**Given task**
Reproduce every line of the entries between the lines holding "Challenge round — find the wet" and "[503,0,922,1229]", inclusive, keeping the requests unchanged. In the answers, scale each bounding-box coordinate by 0.7 and round it to a whole number, with halves rounded up.

Stored data entries
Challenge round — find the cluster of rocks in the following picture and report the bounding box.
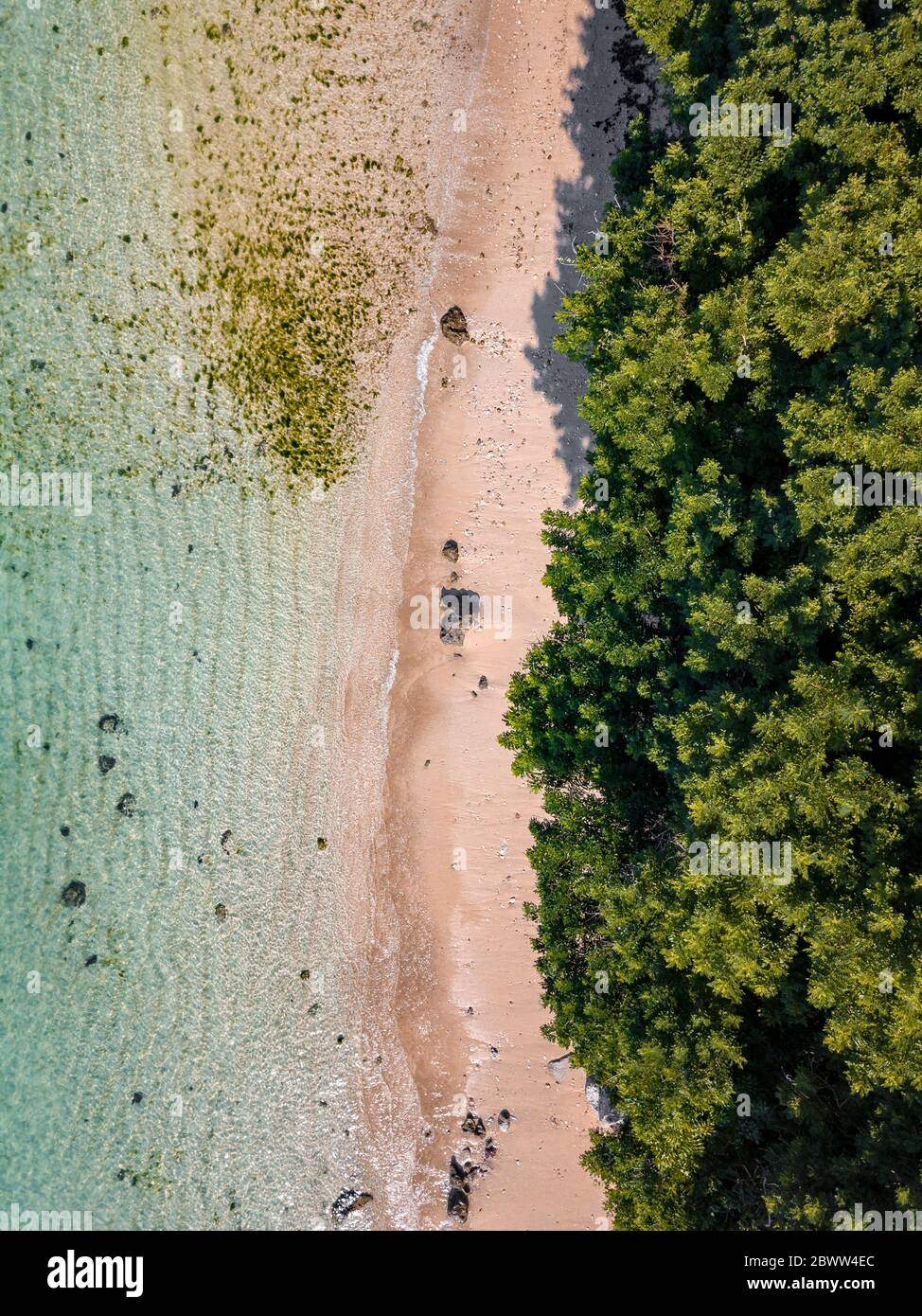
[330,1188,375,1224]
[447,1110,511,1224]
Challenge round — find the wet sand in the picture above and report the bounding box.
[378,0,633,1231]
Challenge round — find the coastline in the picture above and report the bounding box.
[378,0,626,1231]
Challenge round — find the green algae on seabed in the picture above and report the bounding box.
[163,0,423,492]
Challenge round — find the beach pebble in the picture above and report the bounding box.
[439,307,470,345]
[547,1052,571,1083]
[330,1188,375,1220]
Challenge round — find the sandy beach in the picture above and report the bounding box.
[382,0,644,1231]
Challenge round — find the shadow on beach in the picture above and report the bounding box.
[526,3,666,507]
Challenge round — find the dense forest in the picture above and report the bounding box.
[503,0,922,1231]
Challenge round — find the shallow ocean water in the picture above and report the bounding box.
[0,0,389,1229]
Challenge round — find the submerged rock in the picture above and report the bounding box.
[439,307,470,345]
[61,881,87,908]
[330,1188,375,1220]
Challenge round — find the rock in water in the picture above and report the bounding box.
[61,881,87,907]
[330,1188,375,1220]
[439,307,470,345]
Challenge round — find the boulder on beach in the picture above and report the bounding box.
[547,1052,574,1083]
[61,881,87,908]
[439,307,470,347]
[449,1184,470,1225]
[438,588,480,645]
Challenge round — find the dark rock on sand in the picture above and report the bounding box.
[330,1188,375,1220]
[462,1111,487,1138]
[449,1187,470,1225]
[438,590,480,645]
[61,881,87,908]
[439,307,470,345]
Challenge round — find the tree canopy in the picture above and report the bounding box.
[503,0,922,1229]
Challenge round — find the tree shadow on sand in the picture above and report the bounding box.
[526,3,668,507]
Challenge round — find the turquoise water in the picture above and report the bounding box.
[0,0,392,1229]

**Output below**
Challenge round — find the wet sand in the picture above and report the bounding box.
[265,0,443,862]
Challenge round — find the coastline in the picture above and report the bounding box.
[265,0,438,862]
Challenge round — find the green algae on seabed in the picture above and report the bounding box.
[114,0,296,344]
Challenge round — find the beach pebble in the picture above and report the bounding box.
[307,215,329,242]
[383,736,400,758]
[231,832,263,854]
Challenge round — find the sandy beach in the picture above and report the bounding box.
[267,0,451,862]
Challenge round — find the shadow on beach in the picture above and report the bounding box.
[368,2,466,355]
Challenge round — find the dense forest in the picture above and report the bounding box.
[352,0,645,862]
Challenge round — find the shallow ocean water in the picture above and report the bounding box.
[0,0,272,860]
Challenge round — find the submerged rock in the picture above and report the bounding box.
[307,215,329,242]
[43,617,61,636]
[231,832,263,854]
Challenge round — find the rock in water in the picture above and report the bounding box.
[43,617,61,635]
[231,832,263,854]
[307,215,329,242]
Challenge round — find the boulder on beach in the picture above and report the bounding box.
[383,736,402,758]
[43,617,61,636]
[307,215,329,243]
[314,829,329,858]
[307,412,336,452]
Challenge round — find the dark rock on sand in the picture above and report the bounding box.
[231,832,263,854]
[323,778,341,797]
[314,831,329,858]
[307,413,336,452]
[43,617,61,636]
[307,215,329,242]
Challenge round — find the tree canopy in the picture above and report the bounding box.
[352,0,645,860]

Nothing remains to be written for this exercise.